• What is required:
Copy out the data below in full, substituting "required format" for each occurrence of "expected layout" and leaving everything else unchanged.

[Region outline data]

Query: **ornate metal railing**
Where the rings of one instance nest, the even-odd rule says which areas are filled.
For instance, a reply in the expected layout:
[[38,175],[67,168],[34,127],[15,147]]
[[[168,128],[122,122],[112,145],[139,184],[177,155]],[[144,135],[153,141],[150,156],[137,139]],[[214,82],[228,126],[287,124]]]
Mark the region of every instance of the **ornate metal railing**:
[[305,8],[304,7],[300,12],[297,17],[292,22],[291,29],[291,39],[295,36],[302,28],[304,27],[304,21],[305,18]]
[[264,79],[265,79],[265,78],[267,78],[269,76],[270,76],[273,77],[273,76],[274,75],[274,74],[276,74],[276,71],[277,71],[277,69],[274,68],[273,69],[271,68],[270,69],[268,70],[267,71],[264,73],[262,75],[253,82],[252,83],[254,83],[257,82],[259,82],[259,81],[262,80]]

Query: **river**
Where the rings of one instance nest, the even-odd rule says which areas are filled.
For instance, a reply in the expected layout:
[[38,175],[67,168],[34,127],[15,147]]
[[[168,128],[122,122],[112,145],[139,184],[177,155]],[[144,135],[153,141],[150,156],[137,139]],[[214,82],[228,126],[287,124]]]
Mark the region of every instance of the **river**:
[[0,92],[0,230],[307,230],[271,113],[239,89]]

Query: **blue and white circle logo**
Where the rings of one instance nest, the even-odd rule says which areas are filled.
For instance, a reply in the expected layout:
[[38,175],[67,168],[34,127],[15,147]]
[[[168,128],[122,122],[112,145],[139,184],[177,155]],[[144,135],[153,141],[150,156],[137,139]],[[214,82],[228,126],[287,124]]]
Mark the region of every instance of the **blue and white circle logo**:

• Exercise answer:
Query: **ornate metal railing**
Where the rings of one instance nest, the even-odd rule says which areas are filled.
For instance, a reply in the required format:
[[38,175],[67,168],[34,127],[15,147]]
[[[168,128],[122,122],[112,145],[139,184],[177,155]],[[144,135],[153,141],[150,156],[137,139]],[[214,82],[228,126],[287,124]]]
Mark the region of every instance of the **ornate metal railing**:
[[305,8],[304,7],[300,12],[297,17],[292,22],[291,29],[291,39],[295,36],[302,28],[304,27],[304,21],[305,18]]
[[264,79],[265,79],[265,78],[267,78],[269,76],[270,76],[273,77],[273,76],[274,75],[274,74],[276,74],[276,71],[277,71],[277,69],[274,68],[273,69],[271,68],[270,69],[268,70],[267,71],[264,73],[262,75],[253,82],[252,83],[254,83],[257,82],[259,82],[259,81],[262,80]]

Query: **river**
Where the rings of one instance nest, the even-odd rule says which areas are filled.
For instance, a reply in the required format:
[[38,175],[67,168],[34,127],[15,147]]
[[[168,128],[122,122],[112,145],[139,184],[177,155]],[[144,135],[153,141],[150,156],[137,139]],[[214,82],[228,126],[287,124]]]
Mark the region of every instance of the **river**:
[[0,92],[0,230],[307,230],[271,113],[239,89]]

Query: **blue and white circle logo**
Where the rings of one instance nest, the even-odd rule says which areas are filled.
For instance, a reply in the required format:
[[38,175],[67,168],[34,127],[15,147]]
[[[168,128],[122,122],[112,145],[139,184],[177,155]],[[144,135],[153,141],[150,156],[137,139]],[[214,82],[228,126],[287,124]]]
Mark the region of every instance of the **blue and white circle logo**:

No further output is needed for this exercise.